Documento senza titolo

Renno, Frazione di Pavullo nel Frignano
Giorgio Gherardini
Norcino e cacciatore  
Macellazione del maiale e preparazioni derivate – La caccia  

PARTE 2

Io ho sentito dire che in pianura, passando ai cotechini, li facevano anche con il fegato?
Giorgio: i cutghin con i fedag? io non ne ho mai sentito parlare. I fegatini da noi si usava, a volte io lo faccio ancora, si tiene la rete del maiale e poi si tagliano a pezzettini circa di 2-3 cm poi si condiscono con sale, pepe e spezie, quelle vanno un po’ a gusti. Poi la rete di maiale si bagna nell’acqua calda, si stende la rete, si mette un pezzettino… prima si passa tutto il fegato nel condimento, poi si prende il pezzettino di fegato, si stende sulla rete, si arrotola con una foglia di alloro ogni fegatino con uno stuzzicadenti, si ferma e poi si taglia. Si mettono in un tegame, si lasciano lì una settimana in frigo naturalmente - allora il frigo non c’era e si mangiavano subito, comunque era inverno perché il maiale si ammazza quando è freddo - fatti alla griglia penso che siano una cosa favolosa, con la polenta sono davvero favolosi, si mangiavano anche con la polenta di castagno, ci si metteva anche un po’ di finocchina anche.
 Con le frattaglie invece del maiale cosa si faceva?
Giorgio: non è che ci fossero delle gran frattaglie, c’erano dei rognoni che una volta non li mangiava nessuno…
La trippa?
Giorgio: la trippa si metteva dentro la coppa d’estate.
 Cos’è la coppa d’estate?
Giorgio: è il capocollo.
 È il pezzo più alto del lombo, praticamente quello più vicino alla spalla. Ci sono cinque costole e poi si taglia, quella lì è il capocollo, si sala in un tegame con le solite spezie, io salo a peso così sono tranquillo che vanno bene, poi si lasciano lì quindici giorni. Dopo si arrotolano dentro allo stomaco, lo stomaco e l’ultima parte dell’intestino serve per rivestire il capocollo.
 La trippa invece?
Giorgio: la trippa è poi quella lì, il trippino del maiale è lo stomaco, in dialetto as ciama al cagiarat.

.....

- **Cosa fare**:
a. Nell'intervista sulla lavorazione del maiale, per quanti giorni si lascia il capocollo sotto sale?
b. Indica se ciascuna affermazione concorda con l'intervista sulla lavorazione del maiale, rispondendo sì o no e citando le parole decisive: (i) il maiale si ammazza quando fa freddo; (ii) Giorgio ha sentito parlare spesso di cotechini fatti con il fegato; (iii) una volta i rognoni li mangiavano tutti.
c. Prosegui l'intervista sulla lavorazione del maiale a partire dall'ultima battuta riportata.
I dati non hanno alcun ruolo in questo lavoro.

- **Materiale fornito**:
.....

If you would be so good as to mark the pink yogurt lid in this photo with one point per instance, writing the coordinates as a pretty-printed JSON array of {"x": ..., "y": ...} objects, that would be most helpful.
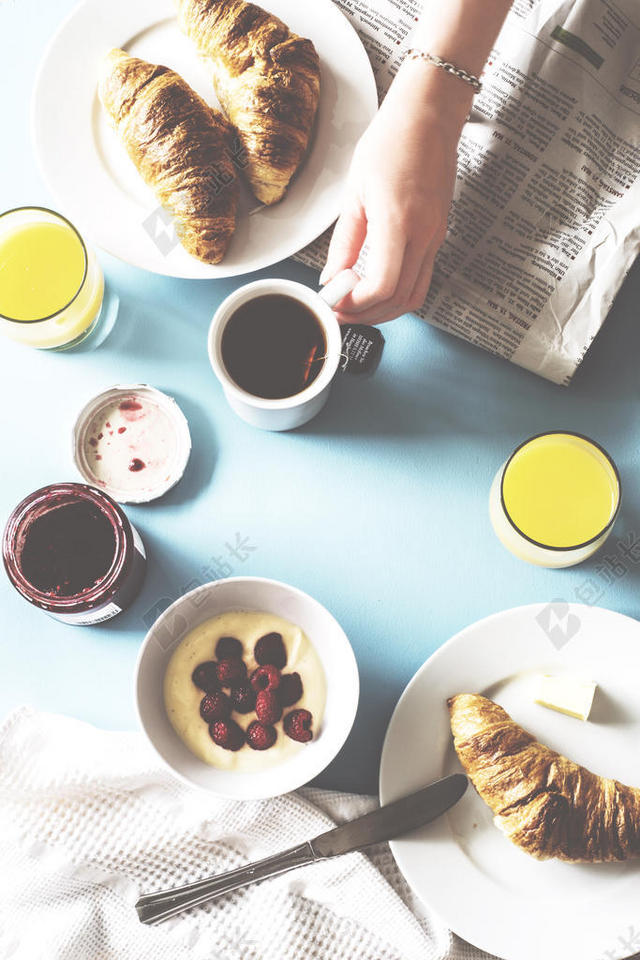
[{"x": 133, "y": 442}]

.....

- **Risposte scritte**:
a. Per quindici giorni.

b.
(i) Sì: «era inverno perché il maiale si ammazza quando è freddo».
(ii) No: «io non ne ho mai sentito parlare».
(iii) No: «c’erano dei rognoni che una volta non li mangiava nessuno».

c.
 Adesso Giorgio siamo passati a un’altra fase, qua vedo che ha un suo salame, che salame è questo qua?
Giorgio: questo è un alpino nostro, tipico delle nostre parti.
 Quanto l’ha fatto stagionare?
Giorgio: questo l’ho fatto il mese di dicembre, questo è stagionato in cantina dalla fine di dicembre a venire adesso quindi, cosa sono?… 8 mesi circa.
 Questo è il momento migliore per mangiare il salame?
Giorgio: sì, per il salame conta molto l’ambiente.
 Io ho mangiato dei salami che avevano più di un anno, ed erano molto buoni. Poi tanta gente fa il salame molto magro: il salame molto magro va mangiato nel giro di 4-5 mesi; se voi guardate questo, è un salame che ha una certa quantità di grasso però è sempre morbido e per far durare i salami vogliono fatti così, cioè vogliono fatti con un po’ di grasso.
 Dicevamo prima delle salsicce vostre di montagna, c’erano delle differenze con quelle preparate in pianura?
Giorgio: da qua, passato il fiume, ognuno ha un modo di fare la roba, dalla pianura a noi può variare il sale, più sale meno sale, più spezie meno spezie, però il modo diciamo era sempre lo stesso.
 Come si faceva la salsiccia?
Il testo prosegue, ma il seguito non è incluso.